**TASK DETAILS**
Please edit the part of the code review excerpt that opens with the words "Another mistake relating" and closes with "FPE_EVENT_UNKNOWN || !*hs_enable)", changing "mistake" to "bug".

**SOURCE PASSAGE**
——

Another mistake relating to this (TX verification processes are not
necessarily symmetric) is:

stmmac_set_mm()
-> stmmac_fpe_handshake(priv, cfg->verify_enabled)
   -> priv->plat->fpe_cfg->hs_enable = enable

stmmac_fpe_event_status():

	if (status == FPE_EVENT_UNKNOWN || !*hs_enable)
		return;

	if ((status & FPE_EVENT_RVER) == FPE_EVENT_RVER) {
		/* If LP has sent Verify mPacket, send back a Responds mPacket */
		if (*hs_enable)
			stmmac_fpe_send_mpacket(priv, priv->ioaddr,
						fpe_cfg,
						MPACKET_RESPONSE);
	}

We should always respond to the link partner's Verify mPacket as long as
pmac_enabled=true, and not just if hs_enable=true.

> +
> +	state->verify_time = priv->plat->fpe_cfg->verify_time;
> +
> +	/* 802.3-2018 clause 30.14.1.6, says that the aMACMergeVerifyTime
> +	 * variable has a range between 1 and 128 ms inclusive. Limit to that.
> +	 */
> +	state->max_verify_time = 128;
> +
> +	if (lo_state == FPE_STATE_CAPABLE)
> +		state->verify_status = ETHTOOL_MM_VERIFY_STATUS_VERIFYING;
> +	else if (lo_state == FPE_STATE_ENTERING_ON || lo_state == FPE_STATE_ON)
> +		state->verify_status = ETHTOOL_MM_VERIFY_STATUS_SUCCEEDED;
> +	else if (lo_state == FPE_STATE_OFF)
> +		state->verify_status = ETHTOOL_MM_VERIFY_STATUS_DISABLED;
> +	else
> +		state->verify_status = ETHTOOL_MM_VERIFY_STATUS_UNKNOWN;
> +
> +	/* Cannot read MAC_FPE_CTRL_STS register here, or FPE interrupt events
> +	 * can lose.

s/lose/be lost/

> +	 *
> +	 * See commit 37e4b8df27bc ("net: stmmac: fix FPE events losing")
> +	 */
> +	state->tx_enabled = !!(priv->plat->fpe_cfg->fpe_csr == EFPE);
> +
> +	/* FPE active if common tx_enabled and verification success or disabled (forced) */
> +	state->tx_active = state->tx_enabled &&
> +			   (state->verify_status == ETHTOOL_MM_VERIFY_STATUS_SUCCEEDED ||
> +			    state->verify_status == ETHTOOL_MM_VERIFY_STATUS_DISABLED);
> +
> +	state->verify_enabled = priv->plat->fpe_cfg->hs_enable;
> +
> +	add_frag_size = stmmac_fpe_get_add_frag_size(priv, priv->ioaddr);
> +	state->tx_min_frag_size = ethtool_mm_frag_size_add_to_min(add_frag_size);
> +
> +	state->rx_min_frag_size = ETH_ZLEN;
> +
> +	mutex_unlock(&priv->mm_lock);
> +
> +	return 0;
> +}
> +
> +static int stmmac_set_mm(struct net_device *ndev, struct ethtool_mm_cfg *cfg,
> +			 struct netlink_ext_ack *extack)

——

**SOURCE MATERIAL**
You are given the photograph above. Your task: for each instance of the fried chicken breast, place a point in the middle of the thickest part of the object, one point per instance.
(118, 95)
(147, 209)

——

**IN RESPONSE**
Another bug relating to this (TX verification processes are not
necessarily symmetric) is:

stmmac_set_mm()
-> stmmac_fpe_handshake(priv, cfg->verify_enabled)
   -> priv->plat->fpe_cfg->hs_enable = enable

stmmac_fpe_event_status():

	if (status == FPE_EVENT_UNKNOWN || !*hs_enable)